1 神の創造のわざの中で障害を受け止めましょう
  「障害」と一口にいっても、一人ひとりが持っている障害は多岐にわたります。肢体不自由、視覚や聴覚の障害、心臓や肺などの内部疾患による障害、ハンセン病や原爆被災による障害、精神や知的発達における障害、アルコールや薬物への依存による障害、また、外傷ややけどのあとが残っていたり、精神疾患にかかったことがあるという理由で差別される障害など、広い範囲に及びます。
  心身の機能的損傷としての障害には、多くの場合、身体的な痛みが伴い、思うように動けないもどかしさに苦しめられます。さらに、障害のない人を中心とした社会の中では、取り残され、無視され、じゃま者扱いされることも決して珍しくありません。心身の苦痛を担い、周囲から蔑視されて生きるのは重くつらいことです。
  そのような状況に対して、障害のある人たちの反応はさまざまです。自分の障害を認めようとしない人がいます。障害のために差別されることに耐えられず、自分の内にこもってしまう人もいれば、周囲に対して反抗的な態度をとる人もいます。その苦しみに耐えられず、「なぜ、優しい神がこのような障害を自分に、そして家族にお与えになったのだろう」と恨みのこもった不信の叫びを上げる人も確かに存在します。しかし中には、信仰の光によって自らの現実を受け止めようとする人もいます。
========
_作業内容:_
a. 原文の一文「心身の苦痛を担い、周囲から蔑視されて生きるのは重くつらいことです。」を英語に訳すこと。
b. 次の(i)〜(iii)が原文の内容と合うかどうかを、それぞれ「はい」か「いいえ」で答えること。あわせて、判断の決め手となる原文の語句を引用すること。
(i) 障害のある人の中には、信仰の光によって自らの現実を受け止めようとする人もいる。
(ii) 心身の機能的損傷としての障害に、身体的な痛みが伴うことはまれである。
(iii) 障害のない人を中心とした社会では、障害のある人がじゃま者扱いされることは珍しい。

_提供データ:_
========
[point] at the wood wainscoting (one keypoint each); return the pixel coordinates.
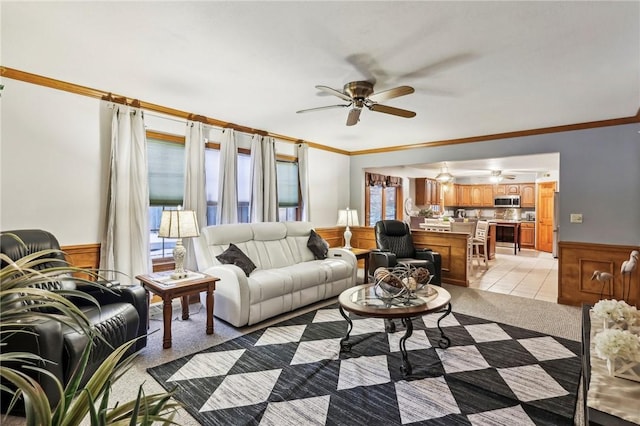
========
_解答:_
a. Bearing physical and mental pain and living while being looked down on by those around you is a heavy and painful thing.

b.
(i) はい。「しかし中には、信仰の光によって自らの現実を受け止めようとする人もいます。」
(ii) いいえ。「多くの場合、身体的な痛みが伴い」
(iii) いいえ。「じゃま者扱いされることも決して珍しくありません」